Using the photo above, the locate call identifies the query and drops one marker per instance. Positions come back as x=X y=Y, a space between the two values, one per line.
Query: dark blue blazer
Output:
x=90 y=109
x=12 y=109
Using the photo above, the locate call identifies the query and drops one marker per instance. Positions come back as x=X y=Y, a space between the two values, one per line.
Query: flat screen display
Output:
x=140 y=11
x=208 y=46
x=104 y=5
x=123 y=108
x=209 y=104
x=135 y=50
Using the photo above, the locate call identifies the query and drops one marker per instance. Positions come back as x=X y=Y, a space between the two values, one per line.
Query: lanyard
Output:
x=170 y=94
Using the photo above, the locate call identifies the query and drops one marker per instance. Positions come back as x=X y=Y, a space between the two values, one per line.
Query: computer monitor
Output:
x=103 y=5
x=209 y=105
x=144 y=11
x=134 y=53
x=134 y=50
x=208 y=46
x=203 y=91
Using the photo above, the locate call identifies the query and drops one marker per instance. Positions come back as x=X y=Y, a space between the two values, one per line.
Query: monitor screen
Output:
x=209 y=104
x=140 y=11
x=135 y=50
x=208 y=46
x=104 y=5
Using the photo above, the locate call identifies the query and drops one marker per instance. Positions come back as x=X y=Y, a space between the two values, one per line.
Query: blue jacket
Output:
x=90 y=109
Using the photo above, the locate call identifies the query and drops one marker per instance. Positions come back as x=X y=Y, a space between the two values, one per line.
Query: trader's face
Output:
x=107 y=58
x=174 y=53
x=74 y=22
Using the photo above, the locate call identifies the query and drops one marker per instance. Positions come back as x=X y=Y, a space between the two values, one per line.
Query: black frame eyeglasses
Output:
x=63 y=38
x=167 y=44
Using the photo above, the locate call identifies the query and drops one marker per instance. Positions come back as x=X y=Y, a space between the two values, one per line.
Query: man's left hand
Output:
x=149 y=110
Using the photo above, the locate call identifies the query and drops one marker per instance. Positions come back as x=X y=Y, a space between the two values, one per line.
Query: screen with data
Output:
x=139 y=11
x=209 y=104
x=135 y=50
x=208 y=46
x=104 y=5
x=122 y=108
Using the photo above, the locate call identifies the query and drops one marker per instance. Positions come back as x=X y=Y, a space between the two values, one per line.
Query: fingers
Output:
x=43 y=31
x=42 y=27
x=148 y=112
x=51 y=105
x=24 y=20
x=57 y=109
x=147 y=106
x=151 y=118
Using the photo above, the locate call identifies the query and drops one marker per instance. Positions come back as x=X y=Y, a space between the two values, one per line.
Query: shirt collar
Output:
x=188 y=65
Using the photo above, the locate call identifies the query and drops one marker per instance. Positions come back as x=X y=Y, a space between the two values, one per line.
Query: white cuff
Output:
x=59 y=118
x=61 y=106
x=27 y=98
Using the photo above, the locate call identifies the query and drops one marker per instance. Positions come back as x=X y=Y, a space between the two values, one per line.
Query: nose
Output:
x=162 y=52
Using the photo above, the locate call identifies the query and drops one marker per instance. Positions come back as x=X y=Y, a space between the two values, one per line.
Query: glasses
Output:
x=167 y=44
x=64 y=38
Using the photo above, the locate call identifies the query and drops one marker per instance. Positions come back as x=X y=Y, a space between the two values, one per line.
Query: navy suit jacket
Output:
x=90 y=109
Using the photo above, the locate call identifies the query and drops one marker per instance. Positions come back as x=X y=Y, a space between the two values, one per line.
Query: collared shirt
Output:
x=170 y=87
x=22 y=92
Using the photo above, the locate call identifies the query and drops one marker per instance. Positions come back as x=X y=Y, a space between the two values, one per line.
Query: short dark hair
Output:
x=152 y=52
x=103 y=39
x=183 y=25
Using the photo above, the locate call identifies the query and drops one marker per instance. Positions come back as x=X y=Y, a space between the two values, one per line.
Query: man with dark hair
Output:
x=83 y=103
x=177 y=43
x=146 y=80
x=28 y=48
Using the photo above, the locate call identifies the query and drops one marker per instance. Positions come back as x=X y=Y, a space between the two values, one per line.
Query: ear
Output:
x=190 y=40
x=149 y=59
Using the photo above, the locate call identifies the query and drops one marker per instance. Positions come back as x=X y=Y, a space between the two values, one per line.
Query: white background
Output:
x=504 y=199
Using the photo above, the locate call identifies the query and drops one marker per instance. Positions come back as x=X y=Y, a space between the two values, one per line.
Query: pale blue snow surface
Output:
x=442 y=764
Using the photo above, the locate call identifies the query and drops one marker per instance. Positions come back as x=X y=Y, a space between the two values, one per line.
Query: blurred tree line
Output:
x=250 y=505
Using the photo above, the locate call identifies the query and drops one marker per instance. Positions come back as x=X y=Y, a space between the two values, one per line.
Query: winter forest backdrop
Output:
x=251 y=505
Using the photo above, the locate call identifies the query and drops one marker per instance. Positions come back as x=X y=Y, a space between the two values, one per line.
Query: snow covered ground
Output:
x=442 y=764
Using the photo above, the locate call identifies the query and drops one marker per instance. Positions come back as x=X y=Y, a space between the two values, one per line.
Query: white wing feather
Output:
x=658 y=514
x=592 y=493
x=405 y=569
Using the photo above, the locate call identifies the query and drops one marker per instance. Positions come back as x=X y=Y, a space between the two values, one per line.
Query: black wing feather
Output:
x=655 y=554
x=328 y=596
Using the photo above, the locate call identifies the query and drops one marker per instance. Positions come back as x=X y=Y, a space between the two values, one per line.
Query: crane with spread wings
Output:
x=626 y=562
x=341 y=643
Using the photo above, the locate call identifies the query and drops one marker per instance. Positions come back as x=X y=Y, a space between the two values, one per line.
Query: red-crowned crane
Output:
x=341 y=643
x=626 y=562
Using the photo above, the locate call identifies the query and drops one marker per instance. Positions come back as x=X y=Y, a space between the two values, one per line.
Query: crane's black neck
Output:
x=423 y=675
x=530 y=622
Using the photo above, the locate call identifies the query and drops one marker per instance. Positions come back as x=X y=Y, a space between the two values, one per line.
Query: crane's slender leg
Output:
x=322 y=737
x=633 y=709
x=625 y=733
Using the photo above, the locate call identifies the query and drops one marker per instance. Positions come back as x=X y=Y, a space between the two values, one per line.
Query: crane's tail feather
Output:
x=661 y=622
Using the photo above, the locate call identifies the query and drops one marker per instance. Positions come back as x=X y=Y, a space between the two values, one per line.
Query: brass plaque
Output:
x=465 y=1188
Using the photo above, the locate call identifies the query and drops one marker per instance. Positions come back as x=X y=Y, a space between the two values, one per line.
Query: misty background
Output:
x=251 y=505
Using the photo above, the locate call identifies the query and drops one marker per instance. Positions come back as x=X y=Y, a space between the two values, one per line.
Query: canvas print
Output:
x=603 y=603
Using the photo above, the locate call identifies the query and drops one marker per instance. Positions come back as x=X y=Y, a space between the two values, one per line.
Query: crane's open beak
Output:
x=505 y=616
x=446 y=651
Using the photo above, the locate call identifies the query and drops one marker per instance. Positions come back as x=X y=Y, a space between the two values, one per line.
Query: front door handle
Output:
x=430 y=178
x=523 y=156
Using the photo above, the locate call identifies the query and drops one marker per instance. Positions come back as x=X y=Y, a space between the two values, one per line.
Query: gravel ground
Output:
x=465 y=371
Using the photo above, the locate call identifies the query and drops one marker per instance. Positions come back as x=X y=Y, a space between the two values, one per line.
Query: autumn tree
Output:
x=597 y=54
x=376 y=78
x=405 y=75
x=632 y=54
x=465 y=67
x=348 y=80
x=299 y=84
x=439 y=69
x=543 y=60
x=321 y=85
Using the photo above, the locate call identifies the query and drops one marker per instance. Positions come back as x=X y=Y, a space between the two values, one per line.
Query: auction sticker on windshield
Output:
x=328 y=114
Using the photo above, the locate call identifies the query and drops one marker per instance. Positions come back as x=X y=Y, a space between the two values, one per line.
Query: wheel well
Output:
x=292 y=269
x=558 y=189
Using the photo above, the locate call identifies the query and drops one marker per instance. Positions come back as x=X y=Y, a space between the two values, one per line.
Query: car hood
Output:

____________

• Work to complete: Each line that mentions the string "white" must be copied from the listing.

• Response below:
Query: white cuff
Query: white background
Query: white wing feather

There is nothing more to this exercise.